**Document**:
--- begin ---
13. The assessee was show caused why the ALP of AE transaction of EPC segment should not be determined at Rs. 1,727,73,407 on the sales part of the international transactions.

14. The Assessee had made detailed submissions in reply to the show cause notice dated 06.10.2016 and claimed Ansal Buildwell Ltd is purely in the business of housing project and Zep Infratech Ltd is a public incorporated on 18.02.1994. Therefore, both are different to the business of the assessee. The contentions of the assessee is considered and both companies have been removed from the selection of comparable companies for calculation of PU.

‘Finally selected companies by this office.

Description OP/OC (%)
--- end ---
**Prompt 1**: According to the assessment excerpt, what date did the show cause notice bear?

**Records for processing**:
--- begin ---
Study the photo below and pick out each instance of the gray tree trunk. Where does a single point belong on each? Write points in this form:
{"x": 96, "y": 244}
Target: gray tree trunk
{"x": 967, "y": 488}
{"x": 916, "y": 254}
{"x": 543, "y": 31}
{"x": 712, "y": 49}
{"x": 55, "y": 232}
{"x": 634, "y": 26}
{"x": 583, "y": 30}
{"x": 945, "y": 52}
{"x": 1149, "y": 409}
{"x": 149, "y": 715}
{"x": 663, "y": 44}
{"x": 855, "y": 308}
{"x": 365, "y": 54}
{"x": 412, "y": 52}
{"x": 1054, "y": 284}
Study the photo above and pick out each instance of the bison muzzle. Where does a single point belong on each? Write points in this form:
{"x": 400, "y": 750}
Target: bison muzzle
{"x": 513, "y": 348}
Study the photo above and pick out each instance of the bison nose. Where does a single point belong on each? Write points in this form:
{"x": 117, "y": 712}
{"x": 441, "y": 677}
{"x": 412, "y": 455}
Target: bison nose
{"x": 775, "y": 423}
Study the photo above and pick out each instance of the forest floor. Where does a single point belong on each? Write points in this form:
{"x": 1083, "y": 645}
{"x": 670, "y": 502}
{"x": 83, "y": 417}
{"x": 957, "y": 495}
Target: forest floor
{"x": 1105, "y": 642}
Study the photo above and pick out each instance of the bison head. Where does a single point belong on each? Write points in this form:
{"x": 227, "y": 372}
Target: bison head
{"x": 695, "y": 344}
--- end ---
--- begin ---
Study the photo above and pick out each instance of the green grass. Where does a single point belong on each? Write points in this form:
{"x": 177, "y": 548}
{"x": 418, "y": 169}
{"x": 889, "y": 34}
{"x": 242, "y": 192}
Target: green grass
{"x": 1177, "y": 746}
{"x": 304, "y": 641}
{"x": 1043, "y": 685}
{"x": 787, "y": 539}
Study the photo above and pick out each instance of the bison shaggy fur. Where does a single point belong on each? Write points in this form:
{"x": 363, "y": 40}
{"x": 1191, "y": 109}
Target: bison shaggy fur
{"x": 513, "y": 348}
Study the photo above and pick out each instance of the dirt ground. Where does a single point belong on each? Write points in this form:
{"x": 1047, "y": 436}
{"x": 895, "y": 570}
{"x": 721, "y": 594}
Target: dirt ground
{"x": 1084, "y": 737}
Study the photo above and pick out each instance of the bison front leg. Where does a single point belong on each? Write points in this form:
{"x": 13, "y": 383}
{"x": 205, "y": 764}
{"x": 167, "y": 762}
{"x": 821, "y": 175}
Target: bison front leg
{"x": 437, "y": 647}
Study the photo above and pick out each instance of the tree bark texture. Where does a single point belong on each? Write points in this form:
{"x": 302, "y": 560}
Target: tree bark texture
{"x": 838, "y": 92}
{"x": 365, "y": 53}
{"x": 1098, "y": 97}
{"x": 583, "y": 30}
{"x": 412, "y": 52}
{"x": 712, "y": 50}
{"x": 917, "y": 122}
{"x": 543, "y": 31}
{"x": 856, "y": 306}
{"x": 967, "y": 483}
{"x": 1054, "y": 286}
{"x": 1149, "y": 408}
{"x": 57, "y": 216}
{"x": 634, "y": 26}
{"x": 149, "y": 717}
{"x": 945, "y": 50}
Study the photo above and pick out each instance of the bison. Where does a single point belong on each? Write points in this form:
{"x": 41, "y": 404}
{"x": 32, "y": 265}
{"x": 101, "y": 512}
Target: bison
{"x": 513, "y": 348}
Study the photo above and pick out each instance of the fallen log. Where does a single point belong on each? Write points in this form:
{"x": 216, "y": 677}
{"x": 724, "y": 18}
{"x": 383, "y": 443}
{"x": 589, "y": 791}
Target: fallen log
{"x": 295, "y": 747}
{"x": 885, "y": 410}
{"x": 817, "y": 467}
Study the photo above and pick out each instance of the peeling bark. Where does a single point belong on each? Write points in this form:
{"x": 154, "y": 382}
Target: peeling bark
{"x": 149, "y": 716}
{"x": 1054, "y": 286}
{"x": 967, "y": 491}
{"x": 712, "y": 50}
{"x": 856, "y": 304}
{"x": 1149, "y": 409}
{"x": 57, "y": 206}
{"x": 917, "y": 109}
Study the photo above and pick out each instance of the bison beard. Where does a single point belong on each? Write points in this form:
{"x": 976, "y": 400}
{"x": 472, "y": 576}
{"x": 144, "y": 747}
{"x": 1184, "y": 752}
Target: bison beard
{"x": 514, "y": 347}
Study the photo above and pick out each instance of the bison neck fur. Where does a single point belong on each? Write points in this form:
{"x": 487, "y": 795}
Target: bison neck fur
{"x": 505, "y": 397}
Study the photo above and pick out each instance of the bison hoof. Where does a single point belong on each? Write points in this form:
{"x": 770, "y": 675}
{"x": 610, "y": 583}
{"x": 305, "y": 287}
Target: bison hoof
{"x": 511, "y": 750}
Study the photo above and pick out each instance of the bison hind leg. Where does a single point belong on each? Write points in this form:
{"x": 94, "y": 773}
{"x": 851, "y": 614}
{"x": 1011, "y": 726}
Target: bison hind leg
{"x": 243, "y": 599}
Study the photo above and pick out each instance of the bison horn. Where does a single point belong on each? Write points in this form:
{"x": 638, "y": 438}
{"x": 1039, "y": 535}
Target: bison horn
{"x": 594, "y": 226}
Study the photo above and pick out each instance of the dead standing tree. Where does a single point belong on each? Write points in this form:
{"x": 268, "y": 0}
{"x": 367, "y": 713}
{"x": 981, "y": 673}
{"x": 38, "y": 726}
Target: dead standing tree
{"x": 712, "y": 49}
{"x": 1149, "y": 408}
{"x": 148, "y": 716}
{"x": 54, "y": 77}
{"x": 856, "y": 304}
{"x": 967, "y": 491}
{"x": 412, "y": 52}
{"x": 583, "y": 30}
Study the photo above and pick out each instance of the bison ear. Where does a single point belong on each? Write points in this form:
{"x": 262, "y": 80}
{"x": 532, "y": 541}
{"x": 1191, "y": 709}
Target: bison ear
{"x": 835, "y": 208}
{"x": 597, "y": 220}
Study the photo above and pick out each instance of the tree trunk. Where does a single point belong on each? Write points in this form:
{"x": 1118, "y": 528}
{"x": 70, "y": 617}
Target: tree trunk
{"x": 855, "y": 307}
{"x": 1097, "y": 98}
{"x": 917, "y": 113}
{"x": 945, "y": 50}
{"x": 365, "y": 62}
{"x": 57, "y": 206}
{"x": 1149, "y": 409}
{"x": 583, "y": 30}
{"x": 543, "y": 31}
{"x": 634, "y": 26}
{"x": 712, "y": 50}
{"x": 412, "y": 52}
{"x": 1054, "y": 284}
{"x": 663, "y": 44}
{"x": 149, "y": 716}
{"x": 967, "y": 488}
--- end ---
**Prompt 2**: Extract every line of the records that contains the word "gray". The match is case-sensitive.

**Exercise solution 1**: 06.10.2016

**Exercise solution 2**:
Study the photo below and pick out each instance of the gray tree trunk. Where does a single point belong on each? Write points in this form:
Target: gray tree trunk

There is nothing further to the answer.